#### THE TASKS:
**1.** According to the program description, which journal issue's front page featured an image made with the Poincare program?
**2.** From the program description, extract the passage starting at "Summary of the" and ending at "Vol. 2 (July 2000).".
**3.** Translate this sentence from the program description into French: "The program generates MetaPost code as output."

#### TEXT TO READ:
— START —

A program for the visualization of trajectories of Stokes parameters on the Poincaré sphere. The program generates MetaPost code as output.

Summary of the program

The Poincare computer program creates topographic maps of Stokes parameters [1], visualized as trajectories on the Poincare sphere [2]. The Poincare program generates MetaPost source code as output, to be compiled into PostScript or Encapsulated PostScript [3], using John Hobby's MetaPost compiler or anything that understands the MetaPost syntax. I have used the Poincare program extensively in my research career, and the program has been continuously updated for almost nine years by now, in fact the oldest program I keep active in my stock. This program was used in the generation of the image that made it to the front page of issue 4 of J. Opt. A: Pure Appl. Opt., Vol. 2 (July 2000).

Current revision

Revision 1.23, as of 24/01/2014. Copyright © Fredrik Jonsson 1997-2014, under GPL.

— END —

#### ENTRIES SHOWN:
— START —

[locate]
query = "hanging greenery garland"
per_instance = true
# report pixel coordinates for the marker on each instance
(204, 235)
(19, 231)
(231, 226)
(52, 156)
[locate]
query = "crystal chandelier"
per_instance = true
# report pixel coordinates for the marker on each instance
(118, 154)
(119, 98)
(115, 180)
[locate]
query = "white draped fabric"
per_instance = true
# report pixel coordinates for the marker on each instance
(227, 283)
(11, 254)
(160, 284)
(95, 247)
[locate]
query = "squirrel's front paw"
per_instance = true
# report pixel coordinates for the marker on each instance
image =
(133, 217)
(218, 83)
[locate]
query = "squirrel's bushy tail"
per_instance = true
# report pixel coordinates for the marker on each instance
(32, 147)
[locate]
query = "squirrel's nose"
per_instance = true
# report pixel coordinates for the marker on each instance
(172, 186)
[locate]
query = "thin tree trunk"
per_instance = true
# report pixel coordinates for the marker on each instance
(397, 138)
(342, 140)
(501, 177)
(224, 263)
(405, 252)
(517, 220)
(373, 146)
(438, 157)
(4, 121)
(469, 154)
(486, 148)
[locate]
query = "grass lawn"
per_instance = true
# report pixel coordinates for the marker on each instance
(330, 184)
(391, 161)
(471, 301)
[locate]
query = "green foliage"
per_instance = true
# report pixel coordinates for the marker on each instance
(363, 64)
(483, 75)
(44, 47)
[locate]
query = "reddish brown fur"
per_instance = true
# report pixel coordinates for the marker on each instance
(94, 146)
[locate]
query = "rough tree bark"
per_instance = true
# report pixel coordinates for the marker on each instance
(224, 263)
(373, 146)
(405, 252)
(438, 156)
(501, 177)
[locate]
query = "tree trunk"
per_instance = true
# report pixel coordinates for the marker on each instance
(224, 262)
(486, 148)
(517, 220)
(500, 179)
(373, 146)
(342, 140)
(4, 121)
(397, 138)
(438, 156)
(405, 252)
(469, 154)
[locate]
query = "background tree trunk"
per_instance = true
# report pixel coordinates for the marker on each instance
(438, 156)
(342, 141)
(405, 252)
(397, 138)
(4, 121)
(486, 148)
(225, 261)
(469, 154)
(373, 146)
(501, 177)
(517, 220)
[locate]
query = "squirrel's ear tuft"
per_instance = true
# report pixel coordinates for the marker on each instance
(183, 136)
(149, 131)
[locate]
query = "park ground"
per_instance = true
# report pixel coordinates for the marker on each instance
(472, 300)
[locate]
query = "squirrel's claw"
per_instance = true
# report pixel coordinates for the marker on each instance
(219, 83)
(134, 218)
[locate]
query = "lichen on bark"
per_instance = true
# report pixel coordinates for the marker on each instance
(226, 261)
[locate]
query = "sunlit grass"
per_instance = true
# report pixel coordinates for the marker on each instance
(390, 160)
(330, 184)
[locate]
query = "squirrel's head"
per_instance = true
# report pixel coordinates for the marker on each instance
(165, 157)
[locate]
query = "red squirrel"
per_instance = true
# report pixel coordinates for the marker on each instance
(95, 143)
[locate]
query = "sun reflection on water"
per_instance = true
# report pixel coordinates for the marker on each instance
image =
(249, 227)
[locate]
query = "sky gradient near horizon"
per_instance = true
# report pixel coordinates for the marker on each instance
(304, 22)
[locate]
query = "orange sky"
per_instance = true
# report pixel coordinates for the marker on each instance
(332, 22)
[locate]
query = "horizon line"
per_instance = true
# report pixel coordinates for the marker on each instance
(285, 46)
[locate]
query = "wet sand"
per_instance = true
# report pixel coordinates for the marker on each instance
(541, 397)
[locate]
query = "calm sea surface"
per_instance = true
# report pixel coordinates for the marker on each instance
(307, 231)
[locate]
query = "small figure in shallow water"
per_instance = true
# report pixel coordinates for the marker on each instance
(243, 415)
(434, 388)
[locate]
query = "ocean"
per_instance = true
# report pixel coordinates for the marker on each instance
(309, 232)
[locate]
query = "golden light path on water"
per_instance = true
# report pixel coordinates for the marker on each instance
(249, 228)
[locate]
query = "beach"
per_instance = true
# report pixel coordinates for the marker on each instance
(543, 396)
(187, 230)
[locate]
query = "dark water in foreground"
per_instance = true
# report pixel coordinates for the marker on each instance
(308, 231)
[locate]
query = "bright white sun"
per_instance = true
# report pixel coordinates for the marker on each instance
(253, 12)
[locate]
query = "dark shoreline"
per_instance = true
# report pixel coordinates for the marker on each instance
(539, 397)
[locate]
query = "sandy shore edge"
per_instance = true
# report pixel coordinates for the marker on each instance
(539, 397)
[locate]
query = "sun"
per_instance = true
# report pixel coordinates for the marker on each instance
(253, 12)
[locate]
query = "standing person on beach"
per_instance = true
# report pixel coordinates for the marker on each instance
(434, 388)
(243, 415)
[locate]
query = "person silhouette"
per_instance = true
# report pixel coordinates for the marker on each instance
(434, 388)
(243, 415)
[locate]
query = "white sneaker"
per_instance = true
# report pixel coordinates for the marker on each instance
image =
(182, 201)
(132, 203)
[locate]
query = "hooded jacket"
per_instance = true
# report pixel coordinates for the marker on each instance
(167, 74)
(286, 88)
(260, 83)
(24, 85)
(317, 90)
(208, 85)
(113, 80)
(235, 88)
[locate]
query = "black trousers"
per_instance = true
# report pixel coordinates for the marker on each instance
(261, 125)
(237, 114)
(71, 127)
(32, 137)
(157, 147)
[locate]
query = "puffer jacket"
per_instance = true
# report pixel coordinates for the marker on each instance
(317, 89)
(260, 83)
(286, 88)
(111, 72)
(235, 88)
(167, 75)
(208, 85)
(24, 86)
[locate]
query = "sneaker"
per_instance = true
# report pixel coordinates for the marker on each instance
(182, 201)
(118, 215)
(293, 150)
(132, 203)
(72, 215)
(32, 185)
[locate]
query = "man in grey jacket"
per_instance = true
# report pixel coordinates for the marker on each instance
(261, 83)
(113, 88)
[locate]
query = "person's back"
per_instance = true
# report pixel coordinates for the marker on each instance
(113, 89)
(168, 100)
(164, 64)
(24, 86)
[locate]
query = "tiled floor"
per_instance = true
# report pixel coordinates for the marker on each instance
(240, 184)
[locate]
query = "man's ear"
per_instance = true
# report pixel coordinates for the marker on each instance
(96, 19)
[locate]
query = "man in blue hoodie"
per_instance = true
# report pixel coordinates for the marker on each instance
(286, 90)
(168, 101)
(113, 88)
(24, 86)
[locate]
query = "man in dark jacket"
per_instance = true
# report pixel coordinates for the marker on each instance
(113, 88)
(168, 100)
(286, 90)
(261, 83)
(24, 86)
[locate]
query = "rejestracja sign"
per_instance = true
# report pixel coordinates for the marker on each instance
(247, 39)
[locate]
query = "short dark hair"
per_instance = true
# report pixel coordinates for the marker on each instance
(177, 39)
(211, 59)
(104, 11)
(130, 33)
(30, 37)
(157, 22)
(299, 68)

— END —

#### ANSWER LIST:
**1.** Issue 4 of J. Opt. A: Pure Appl. Opt., Vol. 2 (July 2000).

**2.**
Summary of the program

The Poincare computer program creates topographic maps of Stokes parameters [1], visualized as trajectories on the Poincare sphere [2]. The Poincare program generates MetaPost source code as output, to be compiled into PostScript or Encapsulated PostScript [3], using John Hobby's MetaPost compiler or anything that understands the MetaPost syntax. I have used the Poincare program extensively in my research career, and the program has been continuously updated for almost nine years by now, in fact the oldest program I keep active in my stock. This program was used in the generation of the image that made it to the front page of issue 4 of J. Opt. A: Pure Appl. Opt., Vol. 2 (July 2000).

**3.** Le programme génère du code MetaPost en sortie.